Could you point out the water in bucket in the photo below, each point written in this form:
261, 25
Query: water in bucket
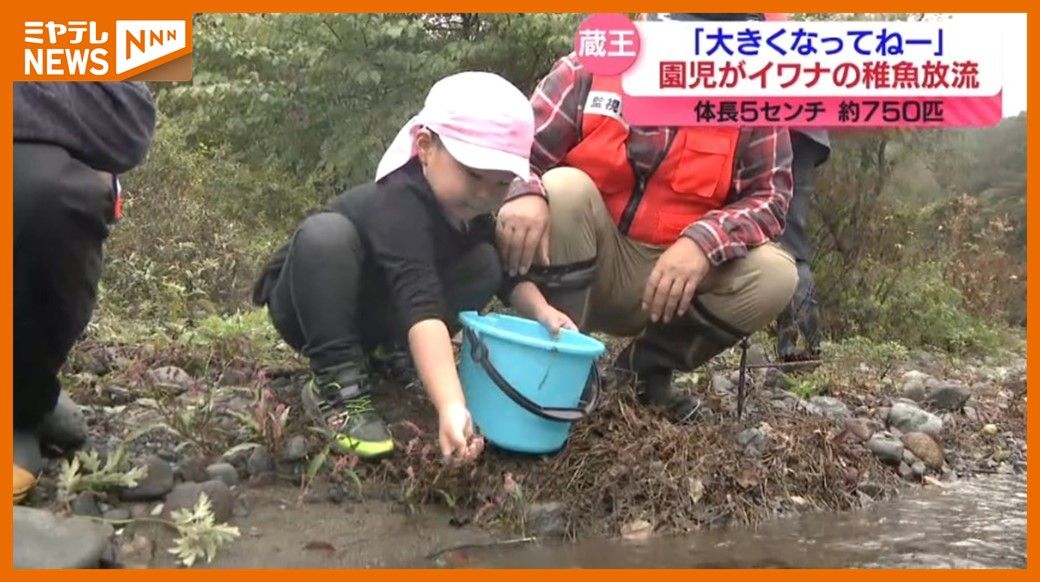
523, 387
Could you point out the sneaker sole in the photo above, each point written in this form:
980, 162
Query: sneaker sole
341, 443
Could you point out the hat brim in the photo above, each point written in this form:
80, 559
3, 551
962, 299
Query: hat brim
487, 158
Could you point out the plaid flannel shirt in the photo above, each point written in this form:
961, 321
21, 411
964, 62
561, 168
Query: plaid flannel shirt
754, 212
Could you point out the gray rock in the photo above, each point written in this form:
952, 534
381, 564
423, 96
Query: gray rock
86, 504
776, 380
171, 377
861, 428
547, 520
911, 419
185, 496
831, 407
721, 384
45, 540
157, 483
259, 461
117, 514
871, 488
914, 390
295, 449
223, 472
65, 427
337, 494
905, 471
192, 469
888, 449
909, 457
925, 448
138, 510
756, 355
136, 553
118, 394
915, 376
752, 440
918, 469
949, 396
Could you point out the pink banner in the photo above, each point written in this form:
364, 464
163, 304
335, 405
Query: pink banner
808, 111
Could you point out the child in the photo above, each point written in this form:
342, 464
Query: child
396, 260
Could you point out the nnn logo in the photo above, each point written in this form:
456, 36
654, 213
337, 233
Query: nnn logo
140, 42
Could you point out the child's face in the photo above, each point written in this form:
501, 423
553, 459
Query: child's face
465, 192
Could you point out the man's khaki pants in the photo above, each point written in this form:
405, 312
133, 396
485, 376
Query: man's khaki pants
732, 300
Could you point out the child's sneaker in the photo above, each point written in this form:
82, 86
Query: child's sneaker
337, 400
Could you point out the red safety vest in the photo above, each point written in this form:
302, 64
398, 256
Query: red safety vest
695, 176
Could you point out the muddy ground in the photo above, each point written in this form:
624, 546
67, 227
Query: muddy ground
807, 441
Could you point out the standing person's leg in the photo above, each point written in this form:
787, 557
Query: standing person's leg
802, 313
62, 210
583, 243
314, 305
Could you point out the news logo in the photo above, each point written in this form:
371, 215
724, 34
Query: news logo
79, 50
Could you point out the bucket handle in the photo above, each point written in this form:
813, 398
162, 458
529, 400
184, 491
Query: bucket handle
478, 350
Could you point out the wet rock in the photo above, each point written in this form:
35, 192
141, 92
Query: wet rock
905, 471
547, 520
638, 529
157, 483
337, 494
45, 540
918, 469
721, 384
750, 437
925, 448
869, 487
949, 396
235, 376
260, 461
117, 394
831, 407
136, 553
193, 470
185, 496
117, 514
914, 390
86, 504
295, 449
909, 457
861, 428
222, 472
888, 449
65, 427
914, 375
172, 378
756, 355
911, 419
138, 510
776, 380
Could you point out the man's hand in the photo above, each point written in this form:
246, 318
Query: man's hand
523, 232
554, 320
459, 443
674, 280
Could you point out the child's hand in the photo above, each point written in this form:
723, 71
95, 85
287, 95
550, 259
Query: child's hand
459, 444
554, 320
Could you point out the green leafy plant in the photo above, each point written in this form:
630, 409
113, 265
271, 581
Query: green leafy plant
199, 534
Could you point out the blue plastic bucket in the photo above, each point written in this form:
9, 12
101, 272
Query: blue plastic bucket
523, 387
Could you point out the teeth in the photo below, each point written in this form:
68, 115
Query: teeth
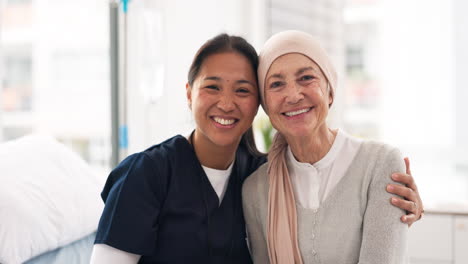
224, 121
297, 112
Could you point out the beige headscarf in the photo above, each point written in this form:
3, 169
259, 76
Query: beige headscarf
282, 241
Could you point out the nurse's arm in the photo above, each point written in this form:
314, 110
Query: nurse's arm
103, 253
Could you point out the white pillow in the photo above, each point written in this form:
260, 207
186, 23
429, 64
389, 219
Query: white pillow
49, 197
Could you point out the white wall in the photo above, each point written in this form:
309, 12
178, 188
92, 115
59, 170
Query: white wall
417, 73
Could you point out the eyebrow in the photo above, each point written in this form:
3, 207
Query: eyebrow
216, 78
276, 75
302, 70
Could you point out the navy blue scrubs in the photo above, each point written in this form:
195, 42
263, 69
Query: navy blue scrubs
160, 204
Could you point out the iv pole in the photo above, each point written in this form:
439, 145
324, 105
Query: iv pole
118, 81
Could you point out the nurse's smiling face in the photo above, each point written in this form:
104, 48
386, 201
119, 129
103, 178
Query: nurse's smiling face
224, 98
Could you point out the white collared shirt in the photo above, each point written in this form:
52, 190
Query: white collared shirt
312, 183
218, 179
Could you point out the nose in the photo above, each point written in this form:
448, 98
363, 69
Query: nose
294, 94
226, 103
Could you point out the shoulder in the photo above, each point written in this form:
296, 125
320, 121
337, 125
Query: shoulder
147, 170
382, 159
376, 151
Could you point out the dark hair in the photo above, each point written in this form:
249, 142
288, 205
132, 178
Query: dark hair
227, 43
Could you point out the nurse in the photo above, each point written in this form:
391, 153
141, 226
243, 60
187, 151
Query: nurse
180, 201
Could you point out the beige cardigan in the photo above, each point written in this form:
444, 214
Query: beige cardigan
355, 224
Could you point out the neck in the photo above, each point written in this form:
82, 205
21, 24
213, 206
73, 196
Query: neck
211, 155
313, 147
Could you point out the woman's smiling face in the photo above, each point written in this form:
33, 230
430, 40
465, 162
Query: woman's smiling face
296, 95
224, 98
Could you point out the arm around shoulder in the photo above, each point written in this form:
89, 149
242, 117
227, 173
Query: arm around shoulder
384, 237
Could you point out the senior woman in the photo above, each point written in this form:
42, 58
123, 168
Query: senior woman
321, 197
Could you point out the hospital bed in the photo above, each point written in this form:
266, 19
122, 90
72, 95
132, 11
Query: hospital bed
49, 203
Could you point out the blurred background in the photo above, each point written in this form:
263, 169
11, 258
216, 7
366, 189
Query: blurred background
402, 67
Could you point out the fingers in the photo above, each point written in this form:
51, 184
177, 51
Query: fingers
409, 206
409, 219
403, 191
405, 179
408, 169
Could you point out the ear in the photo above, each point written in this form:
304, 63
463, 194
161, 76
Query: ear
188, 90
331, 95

---

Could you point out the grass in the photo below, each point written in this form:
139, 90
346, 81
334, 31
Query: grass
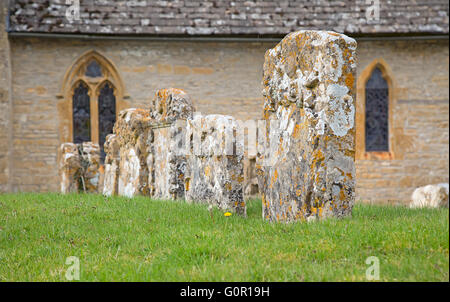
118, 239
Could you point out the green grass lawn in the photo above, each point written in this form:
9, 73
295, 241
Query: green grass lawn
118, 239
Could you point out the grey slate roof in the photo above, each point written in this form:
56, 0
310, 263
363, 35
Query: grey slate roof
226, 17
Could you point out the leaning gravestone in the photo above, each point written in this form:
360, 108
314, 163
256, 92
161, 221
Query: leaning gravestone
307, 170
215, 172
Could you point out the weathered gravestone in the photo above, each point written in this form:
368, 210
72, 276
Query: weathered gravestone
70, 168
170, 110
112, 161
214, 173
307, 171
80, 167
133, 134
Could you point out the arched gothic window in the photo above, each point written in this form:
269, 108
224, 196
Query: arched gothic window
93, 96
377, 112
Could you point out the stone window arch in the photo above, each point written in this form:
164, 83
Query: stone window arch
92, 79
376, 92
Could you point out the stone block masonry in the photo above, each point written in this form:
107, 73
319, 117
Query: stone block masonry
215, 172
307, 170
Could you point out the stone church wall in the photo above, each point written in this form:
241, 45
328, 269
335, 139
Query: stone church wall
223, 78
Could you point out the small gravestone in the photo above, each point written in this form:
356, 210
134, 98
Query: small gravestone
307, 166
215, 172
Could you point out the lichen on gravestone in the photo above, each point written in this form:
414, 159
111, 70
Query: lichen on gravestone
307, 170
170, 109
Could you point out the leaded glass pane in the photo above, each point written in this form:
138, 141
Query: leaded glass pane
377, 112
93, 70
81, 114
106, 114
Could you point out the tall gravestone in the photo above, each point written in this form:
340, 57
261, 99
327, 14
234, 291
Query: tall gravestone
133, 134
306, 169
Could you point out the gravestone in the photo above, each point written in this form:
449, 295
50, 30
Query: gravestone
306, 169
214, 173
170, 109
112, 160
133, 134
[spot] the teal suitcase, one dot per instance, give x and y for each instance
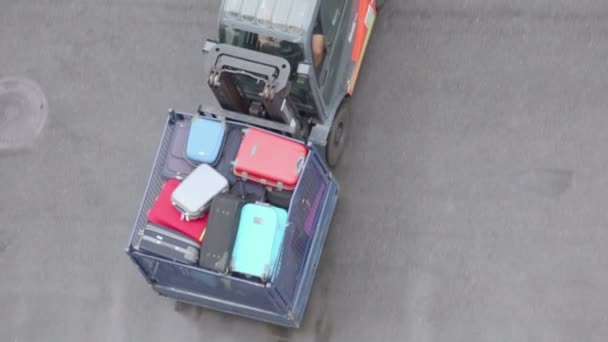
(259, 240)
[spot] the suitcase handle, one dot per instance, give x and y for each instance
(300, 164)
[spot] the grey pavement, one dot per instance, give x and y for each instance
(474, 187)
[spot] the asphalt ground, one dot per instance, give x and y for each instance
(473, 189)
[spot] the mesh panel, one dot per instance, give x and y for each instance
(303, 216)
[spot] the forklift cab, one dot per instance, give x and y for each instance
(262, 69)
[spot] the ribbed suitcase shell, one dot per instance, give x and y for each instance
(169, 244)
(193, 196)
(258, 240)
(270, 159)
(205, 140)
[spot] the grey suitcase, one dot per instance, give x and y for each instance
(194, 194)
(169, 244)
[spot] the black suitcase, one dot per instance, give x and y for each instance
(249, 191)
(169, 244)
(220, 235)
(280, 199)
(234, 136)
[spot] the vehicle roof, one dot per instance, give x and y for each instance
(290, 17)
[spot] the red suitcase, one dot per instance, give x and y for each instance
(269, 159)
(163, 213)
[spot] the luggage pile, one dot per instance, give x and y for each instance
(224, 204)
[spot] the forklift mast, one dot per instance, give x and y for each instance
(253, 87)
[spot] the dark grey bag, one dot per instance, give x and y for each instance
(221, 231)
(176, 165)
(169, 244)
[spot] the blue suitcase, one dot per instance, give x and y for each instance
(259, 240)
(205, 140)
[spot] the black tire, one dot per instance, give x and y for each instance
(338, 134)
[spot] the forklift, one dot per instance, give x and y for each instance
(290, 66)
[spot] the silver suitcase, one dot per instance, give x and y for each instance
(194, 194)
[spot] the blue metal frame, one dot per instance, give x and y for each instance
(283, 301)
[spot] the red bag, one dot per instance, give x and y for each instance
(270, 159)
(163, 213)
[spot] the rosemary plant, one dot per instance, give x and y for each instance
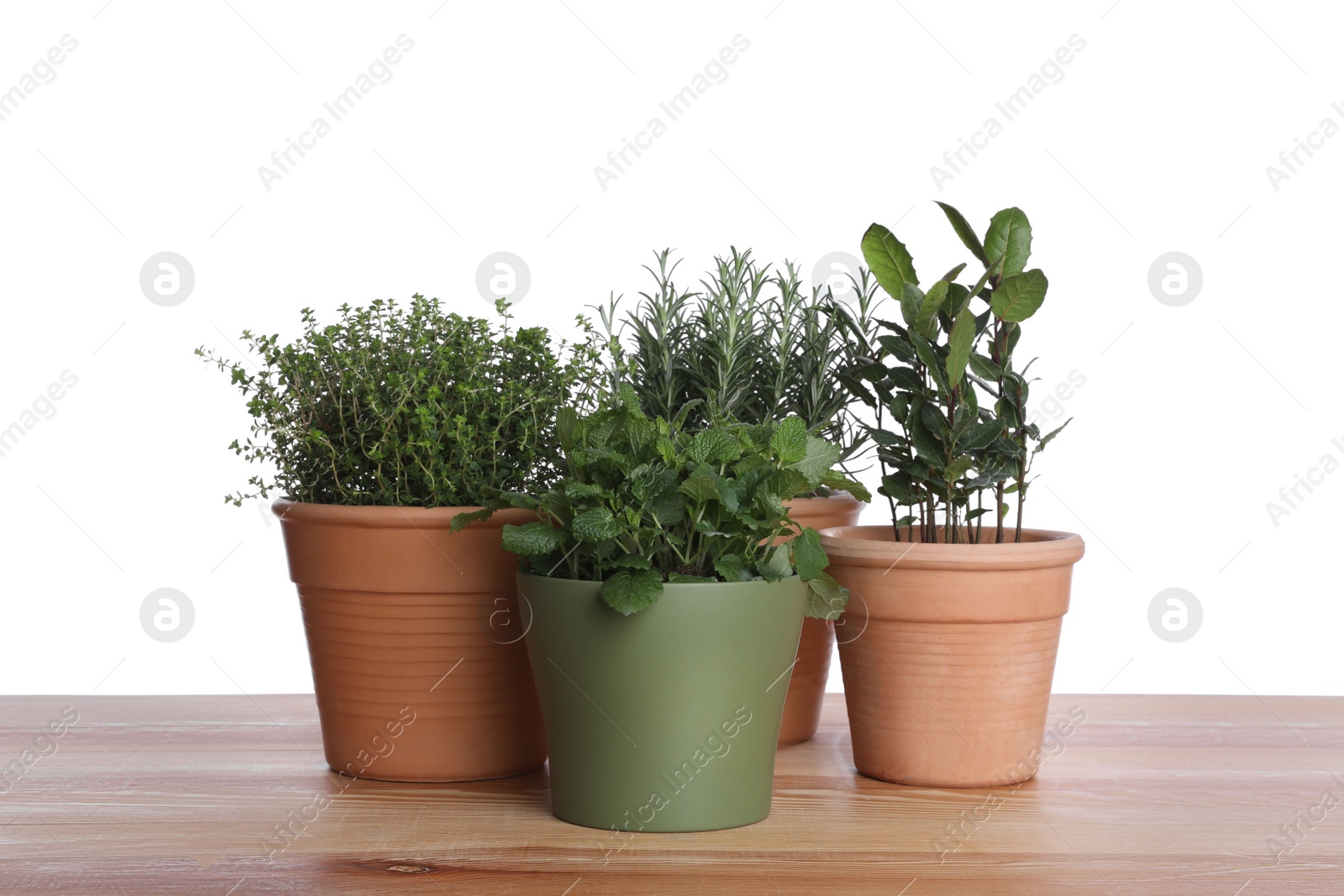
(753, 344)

==

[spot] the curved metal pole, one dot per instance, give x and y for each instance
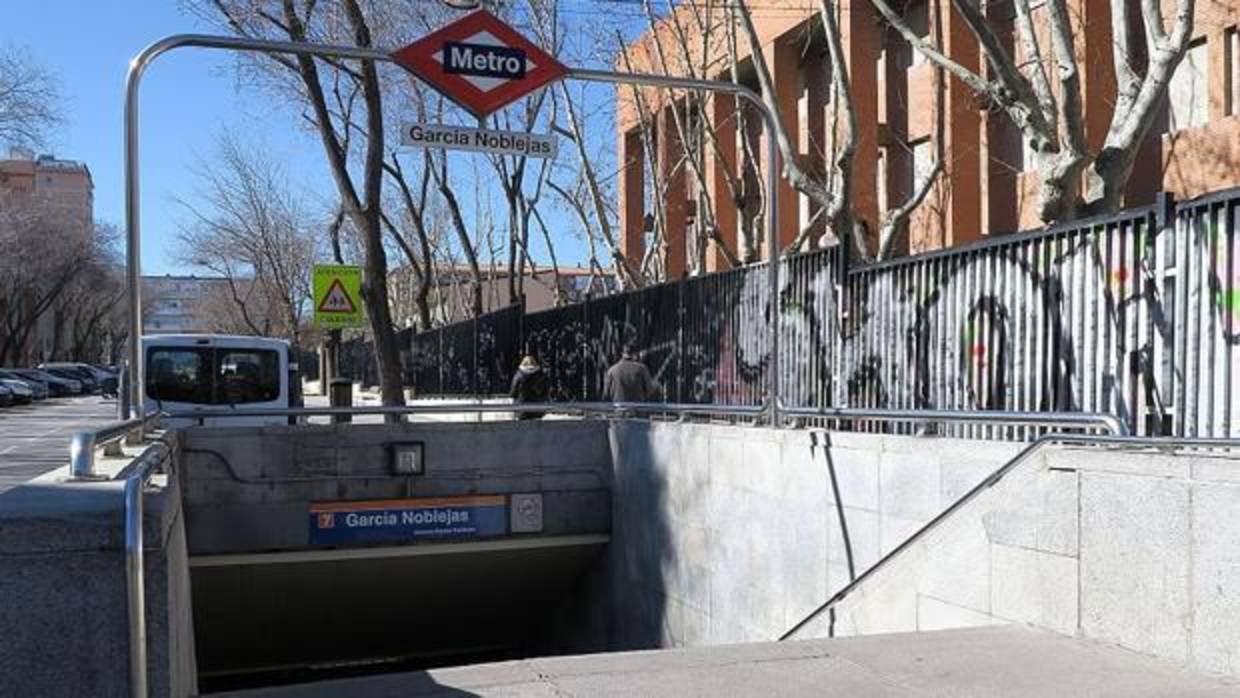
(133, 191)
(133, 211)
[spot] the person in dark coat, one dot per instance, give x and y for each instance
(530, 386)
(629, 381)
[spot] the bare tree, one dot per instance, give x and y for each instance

* **JOB**
Pull out every line of the records above that contains the string "bucket", treating uppercase and lowercase as different.

* **RESPONSE TO THIS EXERCISE**
Could you point out the water in bucket in the photo below, each point written in this form:
Query: water in bucket
Could you point out the bucket handle in the photo above, each point written in this form:
Query: bucket handle
Could you point out the blue plastic bucket in the photo above, each point written in this form:
Query: blue plastic bucket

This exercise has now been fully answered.